== Job ==
Locate every line in the items below that contains the string "vecmask", and copy each such line. Letter case must match.
## START Listed records
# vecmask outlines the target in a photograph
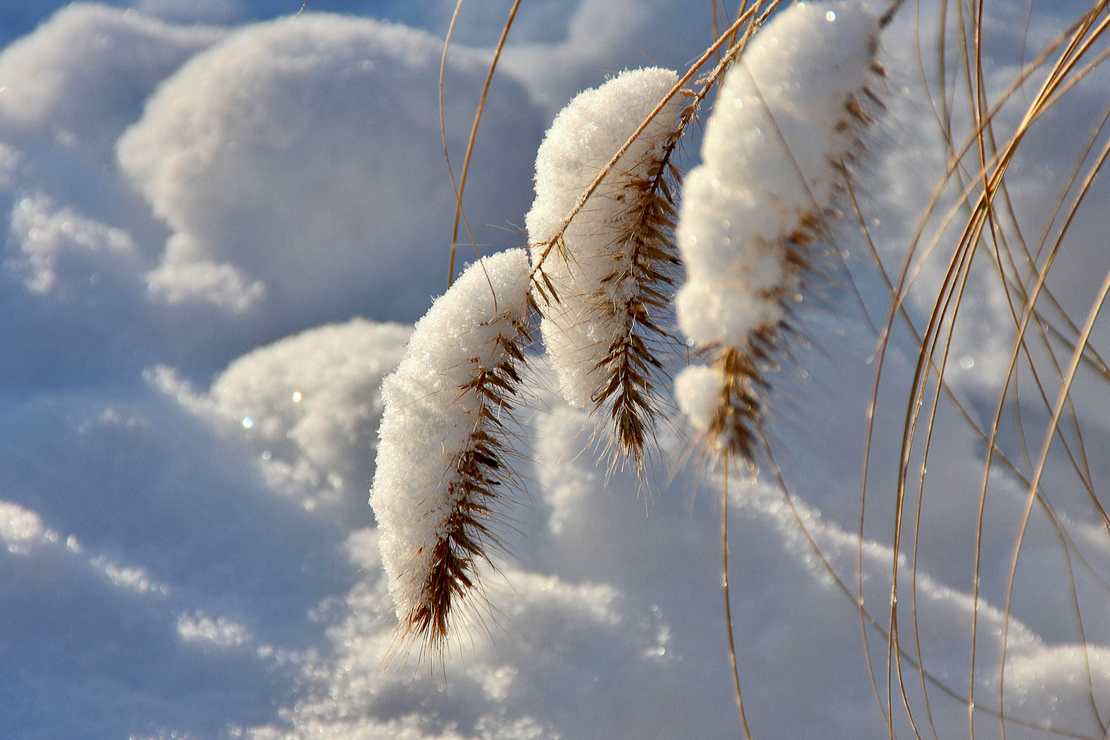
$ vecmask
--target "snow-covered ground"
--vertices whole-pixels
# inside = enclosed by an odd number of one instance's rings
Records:
[[[464,4],[444,90],[456,173],[511,4]],[[1027,30],[1025,2],[987,4],[993,90],[1016,75],[1018,49],[1032,58],[1081,9],[1033,3]],[[946,161],[920,89],[912,6],[884,33],[888,113],[859,163],[864,211],[895,271]],[[676,420],[660,427],[647,489],[607,475],[589,444],[594,420],[562,404],[543,371],[519,414],[527,496],[488,580],[491,609],[442,668],[391,650],[366,499],[377,388],[446,285],[454,196],[436,90],[454,2],[313,0],[291,22],[299,7],[0,9],[0,736],[738,737],[719,472]],[[936,14],[921,11],[927,58]],[[692,11],[682,0],[522,3],[466,191],[486,252],[526,243],[536,149],[571,97],[625,68],[684,70],[709,41],[708,16],[708,3]],[[1099,68],[1012,164],[1009,196],[1032,243],[1108,100]],[[1106,191],[1092,191],[1057,268],[1057,298],[1078,323],[1108,266],[1097,217],[1107,207]],[[866,604],[886,628],[916,349],[898,328],[860,541],[878,338],[861,306],[881,322],[889,294],[852,217],[837,229],[845,263],[827,265],[820,305],[799,308],[795,358],[771,376],[768,429],[794,497],[766,463],[730,483],[733,617],[757,739],[888,734],[854,596],[829,569],[851,591],[860,554]],[[949,378],[986,425],[1013,322],[990,261],[979,264]],[[919,325],[942,266],[926,264],[909,296]],[[1094,346],[1108,338],[1097,325]],[[1103,500],[1106,388],[1081,379],[1076,412]],[[1033,415],[1043,427],[1043,409]],[[951,406],[934,437],[915,556],[931,726],[909,662],[902,679],[921,737],[949,738],[968,731],[985,445]],[[1061,546],[1035,514],[1006,668],[1006,711],[1023,723],[1007,734],[1097,739],[1110,719],[1110,540],[1076,479],[1051,485],[1069,539]],[[1005,586],[1026,493],[1006,470],[991,478],[976,669],[983,738],[998,734]],[[866,631],[886,702],[886,640]],[[895,730],[911,734],[891,677]]]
## END Listed records
== Correct response ==
# vecmask outlines the target in a photograph
$ vecmask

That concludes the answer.